Written exercise A:
In the forum thread, which player does Gambino describe as a spare who has contributed little so far in the series?
Written exercise B:
Reproduce verbatim the stretch of the forum thread from "Damn we are" through "the fourth quarter.".

Everything Stack does stands out right now. He get s a big block, then goes to the other side and shoots a 3. WTF. You've been missing the whole series. Drive you hoe.


----------



## Gambino (Feb 11, 2004)

Drive To The Freaking Basket Idiots


----------



## The Future7 (Feb 24, 2005)

Dont you feel like smacking them sometimes.


----------



## The Future7 (Feb 24, 2005)

The Suns wont stop them from driving either, the Suns could care less if Dallas drives.


----------



## Gambino (Feb 11, 2004)

And Van Horn is a spare. He is another body on the floor right now. He is doing NOTHING out there and has contributed little so far in the series. Please put Dirk back on the court. We should be up by 10 on them. :curse:


----------



## Saint Baller (May 3, 2006)

Damn we are playing their pace which is not good and the worse part is Steve Nash isnt even in the game, ****, but Dirk isnt in the game either. We need to run time off that clock and get defensive stops. We know we can score but the defense is doing horrible thus far in the fourth quarter.


----------



## Gambino (Feb 11, 2004)

2 possessions in the 4th
stack gets the ball..runs down the court, then gives it up to terry with about 18 left on the clock but he goes up for a quick jumper:curse:

Van Horn shuts a three and the Mavs are not moving the ball around the court:curse:


----------



## VeN (May 10, 2005)

lol i like how josh didnt give the lob to stack


----------



## Saint Baller (May 3, 2006)

Extracted information:

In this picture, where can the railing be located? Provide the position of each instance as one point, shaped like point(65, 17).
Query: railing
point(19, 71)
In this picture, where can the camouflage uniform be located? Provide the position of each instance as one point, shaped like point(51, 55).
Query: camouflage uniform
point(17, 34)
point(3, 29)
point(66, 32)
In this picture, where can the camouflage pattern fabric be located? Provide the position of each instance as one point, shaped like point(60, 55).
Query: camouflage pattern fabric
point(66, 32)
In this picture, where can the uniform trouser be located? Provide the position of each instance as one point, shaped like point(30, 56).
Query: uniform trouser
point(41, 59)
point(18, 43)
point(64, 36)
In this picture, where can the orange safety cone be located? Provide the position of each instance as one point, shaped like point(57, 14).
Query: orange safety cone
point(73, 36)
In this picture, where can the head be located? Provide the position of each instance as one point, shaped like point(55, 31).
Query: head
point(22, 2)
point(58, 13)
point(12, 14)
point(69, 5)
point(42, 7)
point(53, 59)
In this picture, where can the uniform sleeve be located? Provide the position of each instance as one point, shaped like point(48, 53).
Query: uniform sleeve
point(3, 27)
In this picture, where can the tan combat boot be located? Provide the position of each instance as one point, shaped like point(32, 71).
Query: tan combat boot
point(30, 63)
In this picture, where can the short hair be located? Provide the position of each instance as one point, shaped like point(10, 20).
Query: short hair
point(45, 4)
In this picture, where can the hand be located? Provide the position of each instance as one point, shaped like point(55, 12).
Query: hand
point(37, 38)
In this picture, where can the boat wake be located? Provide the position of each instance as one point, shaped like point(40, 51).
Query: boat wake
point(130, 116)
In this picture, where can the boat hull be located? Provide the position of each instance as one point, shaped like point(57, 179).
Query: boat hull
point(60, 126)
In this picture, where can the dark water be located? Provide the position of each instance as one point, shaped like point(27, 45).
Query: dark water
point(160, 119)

Exercise solution A:
Van Horn

Exercise solution B:
Damn we are playing their pace which is not good and the worse part is Steve Nash isnt even in the game, ****, but Dirk isnt in the game either. We need to run time off that clock and get defensive stops. We know we can score but the defense is doing horrible thus far in the fourth quarter.